### [PASSAGE]
If we were to take the entire criminal justice system down to base and rebuild it as a love-based institution, how would it differ from our present train wreck? A love-based institution is:
- Bottom-up. The needs of those the institution serves come even before any public needs. In the case of a rethought criminal justice system, concentrating on turning convicts into more successful members of society would be this institution’s main goal.
- Responsive to society’s overall needs. The fact that nearly all convicts will return to life on the street means that prisons must avoid disrupting
prisoners’ lives any more than is absolutely necessary. - Empowering to those they serve. The fact that so many of those who run our prisons are petty tyrants who beat prisoners down emotionally would be anathema to a love-based institution.
- Careful to do no harm. A love-based institution treads lightly, always seeking out and working promptly to correct any unintended consequences.
Building a love-based criminal justice system is going to take considerable research and effort, but these will likely be its main characteristics:
- Nonviolent offenders will pay their debts to society while remaining in their homes. Felons will each follow their own individualized programs of education, work, fines and reparations, counseling, and community service, with always the background threat of incarceration to ensure their ongoing cooperation. Instead of sitting in prison, these people can be parenting their children, maintaining their relationships, and responsibly supporting themselves and their families as they continue to build productive long-term careers.

### [TASK REQUIREMENTS]
a. Rewrite the passage on a love-based criminal justice system, everything from "- Responsive to" down to "a love-based institution.", putting "harsh overseers" in place of "petty tyrants".
b. According to the passage on a love-based criminal justice system, what would be the main goal of a rethought criminal justice system?
c. Explain why, according to the passage on a love-based criminal justice system, prisons must avoid disrupting prisoners' lives any more than is absolutely necessary.
The dataset entries that follow have no connection to the passage.

[Dataset entries]
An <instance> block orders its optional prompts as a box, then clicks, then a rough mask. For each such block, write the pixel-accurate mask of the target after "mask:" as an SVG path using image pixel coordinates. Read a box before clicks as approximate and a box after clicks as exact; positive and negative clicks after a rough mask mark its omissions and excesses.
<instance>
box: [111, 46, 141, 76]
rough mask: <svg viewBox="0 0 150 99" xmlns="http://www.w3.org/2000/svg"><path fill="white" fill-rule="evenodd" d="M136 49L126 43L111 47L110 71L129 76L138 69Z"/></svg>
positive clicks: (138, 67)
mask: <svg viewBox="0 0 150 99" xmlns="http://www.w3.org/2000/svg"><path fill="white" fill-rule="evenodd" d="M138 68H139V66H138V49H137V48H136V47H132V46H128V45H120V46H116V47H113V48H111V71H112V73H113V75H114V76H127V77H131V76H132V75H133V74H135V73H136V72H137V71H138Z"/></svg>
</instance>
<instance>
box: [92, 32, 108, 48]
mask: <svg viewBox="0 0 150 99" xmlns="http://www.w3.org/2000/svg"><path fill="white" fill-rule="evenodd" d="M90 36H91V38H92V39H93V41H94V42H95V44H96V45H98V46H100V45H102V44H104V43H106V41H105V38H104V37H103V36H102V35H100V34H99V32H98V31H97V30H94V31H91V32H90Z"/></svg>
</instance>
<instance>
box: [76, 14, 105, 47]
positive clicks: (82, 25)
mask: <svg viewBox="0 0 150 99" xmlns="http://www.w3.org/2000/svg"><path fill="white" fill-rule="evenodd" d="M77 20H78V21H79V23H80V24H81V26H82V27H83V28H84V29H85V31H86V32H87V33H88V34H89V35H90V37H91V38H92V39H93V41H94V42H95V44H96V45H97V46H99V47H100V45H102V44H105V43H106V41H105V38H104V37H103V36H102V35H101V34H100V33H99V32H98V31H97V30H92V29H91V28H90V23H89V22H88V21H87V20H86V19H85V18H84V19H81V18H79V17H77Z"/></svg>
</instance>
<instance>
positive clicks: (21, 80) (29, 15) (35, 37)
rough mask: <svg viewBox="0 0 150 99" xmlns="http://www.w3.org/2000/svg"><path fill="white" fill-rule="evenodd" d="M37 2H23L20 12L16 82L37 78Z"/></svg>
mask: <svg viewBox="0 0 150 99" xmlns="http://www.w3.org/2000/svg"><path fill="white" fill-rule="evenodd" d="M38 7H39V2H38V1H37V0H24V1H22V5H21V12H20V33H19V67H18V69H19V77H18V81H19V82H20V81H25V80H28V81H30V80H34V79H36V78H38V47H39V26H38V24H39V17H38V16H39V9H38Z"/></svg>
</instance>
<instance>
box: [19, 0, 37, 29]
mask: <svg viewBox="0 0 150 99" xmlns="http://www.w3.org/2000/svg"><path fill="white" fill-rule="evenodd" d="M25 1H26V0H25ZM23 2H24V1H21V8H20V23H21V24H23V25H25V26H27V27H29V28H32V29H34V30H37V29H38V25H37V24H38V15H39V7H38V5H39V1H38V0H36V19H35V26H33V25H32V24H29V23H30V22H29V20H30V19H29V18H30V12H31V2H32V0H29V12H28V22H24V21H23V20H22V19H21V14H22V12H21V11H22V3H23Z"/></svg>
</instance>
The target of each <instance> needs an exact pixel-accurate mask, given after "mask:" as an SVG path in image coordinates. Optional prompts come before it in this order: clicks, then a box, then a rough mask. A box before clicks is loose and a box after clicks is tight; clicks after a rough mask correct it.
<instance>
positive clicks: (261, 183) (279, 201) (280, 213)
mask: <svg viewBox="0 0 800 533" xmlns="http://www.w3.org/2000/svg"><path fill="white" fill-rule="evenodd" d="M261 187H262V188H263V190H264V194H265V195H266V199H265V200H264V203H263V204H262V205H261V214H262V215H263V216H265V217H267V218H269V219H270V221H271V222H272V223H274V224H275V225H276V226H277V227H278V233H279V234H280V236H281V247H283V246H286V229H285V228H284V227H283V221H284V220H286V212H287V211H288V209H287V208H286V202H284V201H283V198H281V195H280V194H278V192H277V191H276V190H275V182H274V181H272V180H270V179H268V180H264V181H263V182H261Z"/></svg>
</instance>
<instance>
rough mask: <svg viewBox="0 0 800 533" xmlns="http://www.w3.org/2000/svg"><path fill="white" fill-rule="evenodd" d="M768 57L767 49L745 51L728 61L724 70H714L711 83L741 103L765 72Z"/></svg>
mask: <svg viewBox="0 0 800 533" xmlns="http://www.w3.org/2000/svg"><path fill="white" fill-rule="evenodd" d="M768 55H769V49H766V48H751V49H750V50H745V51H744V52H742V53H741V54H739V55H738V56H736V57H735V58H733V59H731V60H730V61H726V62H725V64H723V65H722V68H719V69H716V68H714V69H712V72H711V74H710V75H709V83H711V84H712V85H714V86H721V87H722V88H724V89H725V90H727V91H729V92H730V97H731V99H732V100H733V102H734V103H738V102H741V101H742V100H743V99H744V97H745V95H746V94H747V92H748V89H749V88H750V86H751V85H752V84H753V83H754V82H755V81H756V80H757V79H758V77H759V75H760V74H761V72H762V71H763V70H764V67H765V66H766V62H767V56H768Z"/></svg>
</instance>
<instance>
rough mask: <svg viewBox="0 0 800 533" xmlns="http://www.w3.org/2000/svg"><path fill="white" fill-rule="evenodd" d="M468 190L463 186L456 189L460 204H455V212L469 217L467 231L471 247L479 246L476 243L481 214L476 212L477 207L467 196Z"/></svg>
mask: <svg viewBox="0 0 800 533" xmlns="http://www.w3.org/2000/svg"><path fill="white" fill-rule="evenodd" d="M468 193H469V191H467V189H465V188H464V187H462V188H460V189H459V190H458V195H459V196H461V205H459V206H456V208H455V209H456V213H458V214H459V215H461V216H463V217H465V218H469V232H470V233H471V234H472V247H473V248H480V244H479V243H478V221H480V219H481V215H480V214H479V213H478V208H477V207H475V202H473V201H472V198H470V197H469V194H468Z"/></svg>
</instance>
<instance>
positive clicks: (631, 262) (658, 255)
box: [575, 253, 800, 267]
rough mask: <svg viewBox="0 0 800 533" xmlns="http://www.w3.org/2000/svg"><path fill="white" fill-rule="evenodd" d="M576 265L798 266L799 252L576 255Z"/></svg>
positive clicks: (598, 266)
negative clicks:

### [ANSWER LIST]
a.
- Responsive to society’s overall needs. The fact that nearly all convicts will return to life on the street means that prisons must avoid disrupting
prisoners’ lives any more than is absolutely necessary. - Empowering to those they serve. The fact that so many of those who run our prisons are harsh overseers who beat prisoners down emotionally would be anathema to a love-based institution.

b. Turning convicts into more successful members of society.

c. Nearly all convicts will return to life on the street. For that reason, prisons must avoid disrupting their lives more than is absolutely necessary.